Pointing dataset excerpts

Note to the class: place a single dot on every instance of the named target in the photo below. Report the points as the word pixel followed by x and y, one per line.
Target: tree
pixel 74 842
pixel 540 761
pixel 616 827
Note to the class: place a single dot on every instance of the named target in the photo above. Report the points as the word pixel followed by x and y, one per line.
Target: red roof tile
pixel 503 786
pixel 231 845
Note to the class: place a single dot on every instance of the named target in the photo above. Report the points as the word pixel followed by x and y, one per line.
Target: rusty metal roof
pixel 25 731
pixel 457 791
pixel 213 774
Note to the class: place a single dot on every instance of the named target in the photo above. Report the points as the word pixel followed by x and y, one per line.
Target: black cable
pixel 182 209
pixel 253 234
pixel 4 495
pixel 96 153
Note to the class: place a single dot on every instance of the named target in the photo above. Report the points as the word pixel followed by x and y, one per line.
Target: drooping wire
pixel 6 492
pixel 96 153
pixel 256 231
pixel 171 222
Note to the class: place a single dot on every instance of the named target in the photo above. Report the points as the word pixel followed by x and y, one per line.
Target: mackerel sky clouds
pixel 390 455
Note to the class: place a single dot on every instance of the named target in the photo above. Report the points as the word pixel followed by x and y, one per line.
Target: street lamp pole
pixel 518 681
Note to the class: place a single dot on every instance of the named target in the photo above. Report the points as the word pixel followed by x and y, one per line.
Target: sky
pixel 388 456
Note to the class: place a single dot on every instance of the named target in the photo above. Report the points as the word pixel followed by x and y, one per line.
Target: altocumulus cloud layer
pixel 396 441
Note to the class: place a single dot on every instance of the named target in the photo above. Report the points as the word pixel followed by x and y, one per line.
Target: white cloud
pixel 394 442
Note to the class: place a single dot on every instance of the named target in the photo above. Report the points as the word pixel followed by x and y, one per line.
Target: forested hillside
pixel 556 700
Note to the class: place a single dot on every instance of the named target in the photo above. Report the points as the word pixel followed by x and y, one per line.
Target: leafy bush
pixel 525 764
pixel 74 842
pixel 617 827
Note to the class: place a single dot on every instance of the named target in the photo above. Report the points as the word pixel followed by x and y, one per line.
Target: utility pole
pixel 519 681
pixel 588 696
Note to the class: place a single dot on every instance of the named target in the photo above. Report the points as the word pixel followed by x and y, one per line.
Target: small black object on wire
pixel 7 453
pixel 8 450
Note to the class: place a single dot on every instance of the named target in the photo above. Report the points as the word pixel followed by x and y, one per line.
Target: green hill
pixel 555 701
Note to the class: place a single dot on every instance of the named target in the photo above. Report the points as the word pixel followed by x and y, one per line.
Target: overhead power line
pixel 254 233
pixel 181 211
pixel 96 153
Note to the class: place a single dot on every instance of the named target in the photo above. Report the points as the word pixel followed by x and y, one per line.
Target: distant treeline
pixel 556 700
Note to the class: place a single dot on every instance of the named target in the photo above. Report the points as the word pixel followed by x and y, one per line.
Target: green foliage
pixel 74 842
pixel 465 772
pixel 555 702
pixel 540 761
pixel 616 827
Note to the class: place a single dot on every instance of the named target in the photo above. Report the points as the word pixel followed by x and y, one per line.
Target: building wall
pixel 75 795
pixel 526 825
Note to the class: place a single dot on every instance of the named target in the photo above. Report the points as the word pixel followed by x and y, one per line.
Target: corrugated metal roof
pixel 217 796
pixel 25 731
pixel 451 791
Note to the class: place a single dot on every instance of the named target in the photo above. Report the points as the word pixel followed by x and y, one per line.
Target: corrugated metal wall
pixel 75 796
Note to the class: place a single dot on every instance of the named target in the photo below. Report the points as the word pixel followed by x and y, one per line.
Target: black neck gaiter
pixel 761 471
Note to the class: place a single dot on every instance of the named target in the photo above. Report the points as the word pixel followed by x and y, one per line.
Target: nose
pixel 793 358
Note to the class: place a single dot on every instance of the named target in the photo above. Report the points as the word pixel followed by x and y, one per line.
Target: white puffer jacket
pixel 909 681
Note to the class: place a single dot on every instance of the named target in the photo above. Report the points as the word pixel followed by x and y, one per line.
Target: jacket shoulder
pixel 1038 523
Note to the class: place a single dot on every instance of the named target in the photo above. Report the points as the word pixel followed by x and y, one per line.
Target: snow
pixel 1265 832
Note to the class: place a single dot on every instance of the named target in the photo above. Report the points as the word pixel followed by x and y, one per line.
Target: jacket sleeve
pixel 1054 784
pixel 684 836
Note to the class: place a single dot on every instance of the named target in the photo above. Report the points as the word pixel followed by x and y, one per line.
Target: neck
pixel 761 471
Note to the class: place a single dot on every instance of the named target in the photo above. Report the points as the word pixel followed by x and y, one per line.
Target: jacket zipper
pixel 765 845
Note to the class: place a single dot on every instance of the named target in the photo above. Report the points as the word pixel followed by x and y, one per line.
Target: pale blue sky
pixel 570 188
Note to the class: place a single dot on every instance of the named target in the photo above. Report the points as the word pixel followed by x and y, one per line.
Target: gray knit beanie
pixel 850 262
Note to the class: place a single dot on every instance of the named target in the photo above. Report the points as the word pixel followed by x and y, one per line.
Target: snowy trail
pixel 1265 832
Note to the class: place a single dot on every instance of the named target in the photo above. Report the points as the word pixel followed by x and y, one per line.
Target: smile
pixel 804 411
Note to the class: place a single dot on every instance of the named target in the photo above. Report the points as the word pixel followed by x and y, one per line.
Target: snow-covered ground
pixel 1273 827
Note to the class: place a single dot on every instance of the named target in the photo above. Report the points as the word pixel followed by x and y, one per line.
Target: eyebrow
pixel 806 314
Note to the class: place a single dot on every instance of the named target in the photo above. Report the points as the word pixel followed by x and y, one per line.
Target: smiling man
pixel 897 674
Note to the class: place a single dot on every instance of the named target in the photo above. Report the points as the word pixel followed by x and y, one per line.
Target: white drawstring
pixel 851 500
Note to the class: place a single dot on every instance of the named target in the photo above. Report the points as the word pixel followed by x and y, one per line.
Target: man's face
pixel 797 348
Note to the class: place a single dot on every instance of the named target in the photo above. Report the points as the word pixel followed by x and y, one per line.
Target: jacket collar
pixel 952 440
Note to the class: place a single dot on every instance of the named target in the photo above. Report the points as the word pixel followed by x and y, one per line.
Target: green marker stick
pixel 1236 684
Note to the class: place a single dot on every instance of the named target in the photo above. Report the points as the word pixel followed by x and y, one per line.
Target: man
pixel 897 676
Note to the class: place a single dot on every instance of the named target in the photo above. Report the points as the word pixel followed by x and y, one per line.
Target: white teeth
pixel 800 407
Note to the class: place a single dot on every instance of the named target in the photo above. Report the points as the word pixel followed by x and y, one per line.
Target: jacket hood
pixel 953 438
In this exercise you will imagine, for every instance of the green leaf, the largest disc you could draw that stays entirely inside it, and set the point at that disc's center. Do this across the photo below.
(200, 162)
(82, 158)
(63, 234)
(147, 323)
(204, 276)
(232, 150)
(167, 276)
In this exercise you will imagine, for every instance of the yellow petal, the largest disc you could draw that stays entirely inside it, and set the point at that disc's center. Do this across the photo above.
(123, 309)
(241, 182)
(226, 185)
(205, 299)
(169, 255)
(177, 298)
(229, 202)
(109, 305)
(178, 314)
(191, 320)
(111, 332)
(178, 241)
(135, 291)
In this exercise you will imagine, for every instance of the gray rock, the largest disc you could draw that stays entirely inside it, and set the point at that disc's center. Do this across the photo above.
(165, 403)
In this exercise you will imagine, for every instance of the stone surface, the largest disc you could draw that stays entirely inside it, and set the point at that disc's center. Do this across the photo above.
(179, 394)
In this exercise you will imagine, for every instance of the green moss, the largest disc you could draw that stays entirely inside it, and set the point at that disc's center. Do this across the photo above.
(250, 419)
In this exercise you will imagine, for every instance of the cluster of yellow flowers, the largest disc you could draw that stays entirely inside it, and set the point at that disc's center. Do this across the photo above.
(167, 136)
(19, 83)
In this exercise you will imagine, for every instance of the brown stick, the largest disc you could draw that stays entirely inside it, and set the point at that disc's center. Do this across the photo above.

**Exercise goal**: Can you quote exactly the lines from the one containing "of the gray" through the last line of the records above, and nothing else?

**Output for this exercise**:
In this exercise you will imagine, for every instance of the gray rock, the largest disc you could draw that stays entirely inside it, and set the point at that disc's center. Do this across the photo above.
(165, 403)
In this exercise you will imagine, for every instance of the stone surface, the largest disc you could draw that stays entirely inside it, and set the point at that disc's center. Do this across the photo above.
(179, 394)
In this exercise you will imagine, for every instance of the green moss, the largest disc you could draw that stays entirely inside it, and set the point at that disc's center. Do this across the photo above.
(250, 419)
In this exercise you will imagine, for every instance of the cluster of yellow flowers, the largest disc you could draw that stays entirely inside it, and set the point at that disc's center. Do this across the photo above.
(167, 136)
(19, 83)
In this exercise you will imagine, for every instance of the brown stick, the largest disc you could draw that stays entirely inside it, and set the point at that disc's center. Do this across the photo above.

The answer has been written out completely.